- PROVIDED MATERIAL:
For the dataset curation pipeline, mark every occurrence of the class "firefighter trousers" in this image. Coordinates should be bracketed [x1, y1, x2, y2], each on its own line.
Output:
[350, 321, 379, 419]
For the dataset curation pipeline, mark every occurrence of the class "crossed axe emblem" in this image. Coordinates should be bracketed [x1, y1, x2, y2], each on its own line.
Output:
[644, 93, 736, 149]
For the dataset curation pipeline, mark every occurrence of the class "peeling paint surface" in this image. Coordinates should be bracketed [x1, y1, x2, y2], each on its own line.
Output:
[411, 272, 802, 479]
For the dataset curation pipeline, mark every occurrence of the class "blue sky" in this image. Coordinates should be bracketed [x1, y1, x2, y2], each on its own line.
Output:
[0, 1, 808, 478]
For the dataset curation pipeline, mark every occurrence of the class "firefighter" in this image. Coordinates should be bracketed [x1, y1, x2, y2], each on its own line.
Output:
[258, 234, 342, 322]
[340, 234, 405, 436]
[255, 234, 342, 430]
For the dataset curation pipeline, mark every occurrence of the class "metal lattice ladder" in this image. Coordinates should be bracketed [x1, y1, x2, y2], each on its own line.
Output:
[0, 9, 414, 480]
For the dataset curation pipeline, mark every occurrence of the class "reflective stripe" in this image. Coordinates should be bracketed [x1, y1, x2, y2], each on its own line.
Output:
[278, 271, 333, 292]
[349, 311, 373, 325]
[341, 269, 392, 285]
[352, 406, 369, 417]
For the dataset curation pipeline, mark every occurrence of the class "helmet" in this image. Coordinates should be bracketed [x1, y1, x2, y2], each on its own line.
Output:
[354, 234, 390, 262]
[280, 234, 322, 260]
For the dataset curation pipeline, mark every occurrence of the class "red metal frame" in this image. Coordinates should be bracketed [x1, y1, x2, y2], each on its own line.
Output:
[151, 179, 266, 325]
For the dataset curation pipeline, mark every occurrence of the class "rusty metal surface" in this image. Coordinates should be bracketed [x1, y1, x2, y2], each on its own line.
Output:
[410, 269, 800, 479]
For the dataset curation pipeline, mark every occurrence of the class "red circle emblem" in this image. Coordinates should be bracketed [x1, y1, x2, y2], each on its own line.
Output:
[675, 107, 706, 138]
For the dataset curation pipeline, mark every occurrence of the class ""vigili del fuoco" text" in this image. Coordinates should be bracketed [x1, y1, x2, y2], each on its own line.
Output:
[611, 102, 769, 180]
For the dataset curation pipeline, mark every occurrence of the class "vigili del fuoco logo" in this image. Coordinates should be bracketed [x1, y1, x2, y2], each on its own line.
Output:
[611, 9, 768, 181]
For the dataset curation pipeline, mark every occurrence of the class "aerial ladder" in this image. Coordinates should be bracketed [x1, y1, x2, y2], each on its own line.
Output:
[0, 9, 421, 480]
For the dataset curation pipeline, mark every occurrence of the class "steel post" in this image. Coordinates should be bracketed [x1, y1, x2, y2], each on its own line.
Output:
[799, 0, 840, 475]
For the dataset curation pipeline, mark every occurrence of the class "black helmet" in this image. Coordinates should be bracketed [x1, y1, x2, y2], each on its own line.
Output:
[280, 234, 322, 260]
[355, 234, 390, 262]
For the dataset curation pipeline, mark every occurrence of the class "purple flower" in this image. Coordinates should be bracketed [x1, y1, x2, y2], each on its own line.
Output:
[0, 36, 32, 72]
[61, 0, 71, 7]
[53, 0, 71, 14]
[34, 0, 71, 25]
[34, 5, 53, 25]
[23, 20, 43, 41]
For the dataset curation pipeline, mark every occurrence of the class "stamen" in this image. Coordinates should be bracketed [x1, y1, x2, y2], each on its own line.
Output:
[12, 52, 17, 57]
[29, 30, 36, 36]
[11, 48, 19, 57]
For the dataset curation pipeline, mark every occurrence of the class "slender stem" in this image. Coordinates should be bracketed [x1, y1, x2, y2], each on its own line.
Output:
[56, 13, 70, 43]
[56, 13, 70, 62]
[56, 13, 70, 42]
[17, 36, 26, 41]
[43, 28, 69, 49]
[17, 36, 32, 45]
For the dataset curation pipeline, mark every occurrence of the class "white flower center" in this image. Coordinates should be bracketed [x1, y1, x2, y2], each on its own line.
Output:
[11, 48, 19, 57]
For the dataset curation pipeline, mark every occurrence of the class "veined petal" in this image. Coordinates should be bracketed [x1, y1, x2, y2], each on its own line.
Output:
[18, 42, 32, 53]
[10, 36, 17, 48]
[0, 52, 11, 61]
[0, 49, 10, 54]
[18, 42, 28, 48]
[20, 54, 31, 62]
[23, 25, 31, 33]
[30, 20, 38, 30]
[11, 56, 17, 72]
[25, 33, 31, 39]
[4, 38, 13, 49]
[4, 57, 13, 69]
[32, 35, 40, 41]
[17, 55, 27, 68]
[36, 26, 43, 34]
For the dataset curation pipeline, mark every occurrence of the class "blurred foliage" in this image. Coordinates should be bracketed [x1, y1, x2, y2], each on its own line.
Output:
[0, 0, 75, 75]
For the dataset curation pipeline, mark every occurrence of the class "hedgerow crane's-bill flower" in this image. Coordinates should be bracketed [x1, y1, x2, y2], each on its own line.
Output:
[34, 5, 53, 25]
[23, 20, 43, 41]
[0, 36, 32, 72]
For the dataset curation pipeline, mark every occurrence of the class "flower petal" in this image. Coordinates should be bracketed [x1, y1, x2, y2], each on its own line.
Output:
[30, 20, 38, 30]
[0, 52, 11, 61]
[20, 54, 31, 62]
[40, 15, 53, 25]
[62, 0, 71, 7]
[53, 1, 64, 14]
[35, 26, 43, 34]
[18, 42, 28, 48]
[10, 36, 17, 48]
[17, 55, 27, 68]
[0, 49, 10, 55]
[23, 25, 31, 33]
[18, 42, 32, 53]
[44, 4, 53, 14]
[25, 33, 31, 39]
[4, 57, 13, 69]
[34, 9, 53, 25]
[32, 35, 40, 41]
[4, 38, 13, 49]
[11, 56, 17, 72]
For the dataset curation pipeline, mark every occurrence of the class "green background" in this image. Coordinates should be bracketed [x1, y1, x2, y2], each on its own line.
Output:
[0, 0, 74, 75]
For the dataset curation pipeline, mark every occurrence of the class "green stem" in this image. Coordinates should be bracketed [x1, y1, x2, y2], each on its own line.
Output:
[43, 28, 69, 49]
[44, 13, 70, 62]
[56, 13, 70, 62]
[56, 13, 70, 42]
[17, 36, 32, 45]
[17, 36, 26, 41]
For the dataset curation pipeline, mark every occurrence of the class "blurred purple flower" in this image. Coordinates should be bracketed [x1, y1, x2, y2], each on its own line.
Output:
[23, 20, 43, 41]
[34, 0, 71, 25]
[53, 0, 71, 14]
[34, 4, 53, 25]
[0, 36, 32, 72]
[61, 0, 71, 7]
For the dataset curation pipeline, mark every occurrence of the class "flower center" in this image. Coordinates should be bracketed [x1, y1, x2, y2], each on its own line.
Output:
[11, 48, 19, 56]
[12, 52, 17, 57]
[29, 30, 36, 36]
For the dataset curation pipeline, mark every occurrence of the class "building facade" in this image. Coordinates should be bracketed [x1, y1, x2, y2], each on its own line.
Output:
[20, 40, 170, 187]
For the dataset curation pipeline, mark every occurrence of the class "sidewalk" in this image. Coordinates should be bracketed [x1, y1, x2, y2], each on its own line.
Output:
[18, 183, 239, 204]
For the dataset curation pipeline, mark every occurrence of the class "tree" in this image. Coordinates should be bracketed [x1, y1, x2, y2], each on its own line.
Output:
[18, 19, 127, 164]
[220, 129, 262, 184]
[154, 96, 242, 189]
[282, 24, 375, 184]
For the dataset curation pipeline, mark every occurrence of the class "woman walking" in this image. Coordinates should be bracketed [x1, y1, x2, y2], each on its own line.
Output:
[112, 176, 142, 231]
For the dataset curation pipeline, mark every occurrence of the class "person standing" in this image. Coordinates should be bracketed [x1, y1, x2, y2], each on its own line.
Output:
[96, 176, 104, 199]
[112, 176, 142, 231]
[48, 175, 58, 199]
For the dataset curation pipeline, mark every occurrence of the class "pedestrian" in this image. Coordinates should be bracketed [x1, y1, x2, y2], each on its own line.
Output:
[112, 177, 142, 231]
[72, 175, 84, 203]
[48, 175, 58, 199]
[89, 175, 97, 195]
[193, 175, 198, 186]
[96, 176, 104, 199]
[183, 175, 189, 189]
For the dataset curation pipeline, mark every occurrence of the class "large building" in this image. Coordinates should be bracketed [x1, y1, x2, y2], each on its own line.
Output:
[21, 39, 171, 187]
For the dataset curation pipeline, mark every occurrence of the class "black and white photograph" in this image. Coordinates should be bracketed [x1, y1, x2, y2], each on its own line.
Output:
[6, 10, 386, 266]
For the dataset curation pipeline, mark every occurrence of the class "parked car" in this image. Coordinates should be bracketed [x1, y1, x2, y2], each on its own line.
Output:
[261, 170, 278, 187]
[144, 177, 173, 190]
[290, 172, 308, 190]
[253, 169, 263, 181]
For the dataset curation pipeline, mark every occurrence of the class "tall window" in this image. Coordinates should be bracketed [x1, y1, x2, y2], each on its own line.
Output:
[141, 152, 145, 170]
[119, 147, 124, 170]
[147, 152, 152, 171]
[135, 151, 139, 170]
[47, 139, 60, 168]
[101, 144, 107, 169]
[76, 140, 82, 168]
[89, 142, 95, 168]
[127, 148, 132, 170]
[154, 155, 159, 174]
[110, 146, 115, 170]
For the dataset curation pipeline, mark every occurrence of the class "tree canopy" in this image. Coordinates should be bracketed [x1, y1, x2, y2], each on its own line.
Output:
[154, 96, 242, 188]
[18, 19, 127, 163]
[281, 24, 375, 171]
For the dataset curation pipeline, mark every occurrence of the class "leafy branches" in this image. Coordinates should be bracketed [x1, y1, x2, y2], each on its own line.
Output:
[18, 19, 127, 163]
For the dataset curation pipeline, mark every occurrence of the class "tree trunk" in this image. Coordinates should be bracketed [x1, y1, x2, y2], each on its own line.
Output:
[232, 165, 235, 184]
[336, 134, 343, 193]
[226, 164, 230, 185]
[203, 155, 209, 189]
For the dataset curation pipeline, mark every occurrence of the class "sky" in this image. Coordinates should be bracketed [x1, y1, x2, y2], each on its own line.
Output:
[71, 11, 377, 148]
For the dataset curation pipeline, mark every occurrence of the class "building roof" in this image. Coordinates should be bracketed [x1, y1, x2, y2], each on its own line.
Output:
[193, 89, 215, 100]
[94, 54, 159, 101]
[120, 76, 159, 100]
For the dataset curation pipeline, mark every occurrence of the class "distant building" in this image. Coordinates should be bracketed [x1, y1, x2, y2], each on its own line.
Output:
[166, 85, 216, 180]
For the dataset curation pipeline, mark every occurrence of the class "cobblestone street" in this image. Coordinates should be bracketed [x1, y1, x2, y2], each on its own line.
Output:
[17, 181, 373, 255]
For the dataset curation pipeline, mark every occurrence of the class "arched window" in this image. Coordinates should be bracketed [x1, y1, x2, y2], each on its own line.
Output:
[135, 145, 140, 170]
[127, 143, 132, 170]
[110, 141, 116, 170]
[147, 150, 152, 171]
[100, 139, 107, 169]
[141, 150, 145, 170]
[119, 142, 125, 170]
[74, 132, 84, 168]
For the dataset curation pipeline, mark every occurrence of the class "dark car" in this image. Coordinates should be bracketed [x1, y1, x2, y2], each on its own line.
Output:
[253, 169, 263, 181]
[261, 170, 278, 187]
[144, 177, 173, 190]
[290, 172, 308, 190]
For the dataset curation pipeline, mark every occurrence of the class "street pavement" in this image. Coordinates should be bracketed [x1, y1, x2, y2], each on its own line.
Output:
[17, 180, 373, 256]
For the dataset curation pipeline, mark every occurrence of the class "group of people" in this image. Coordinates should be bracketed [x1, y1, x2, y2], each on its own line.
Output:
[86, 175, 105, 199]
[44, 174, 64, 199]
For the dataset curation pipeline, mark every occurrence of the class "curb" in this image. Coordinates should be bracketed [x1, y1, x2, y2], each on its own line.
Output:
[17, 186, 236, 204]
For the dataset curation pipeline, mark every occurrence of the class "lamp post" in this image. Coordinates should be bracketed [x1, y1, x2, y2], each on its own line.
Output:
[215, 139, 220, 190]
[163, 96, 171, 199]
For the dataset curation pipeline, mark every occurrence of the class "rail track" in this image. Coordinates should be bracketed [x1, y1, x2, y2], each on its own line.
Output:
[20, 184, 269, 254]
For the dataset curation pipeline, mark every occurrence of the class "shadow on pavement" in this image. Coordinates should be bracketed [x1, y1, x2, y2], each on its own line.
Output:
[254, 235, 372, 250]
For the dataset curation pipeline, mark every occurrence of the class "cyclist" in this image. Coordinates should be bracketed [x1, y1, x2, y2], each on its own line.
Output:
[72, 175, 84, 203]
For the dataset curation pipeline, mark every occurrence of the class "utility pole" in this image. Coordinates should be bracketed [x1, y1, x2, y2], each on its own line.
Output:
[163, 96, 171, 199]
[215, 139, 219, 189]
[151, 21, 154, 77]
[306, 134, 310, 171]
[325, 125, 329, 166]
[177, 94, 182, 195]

- WHAT IS NEEDED:
Going through the records above, state how many lines include the word "fuoco", and give no other text.

- YOUR SOLUTION:
2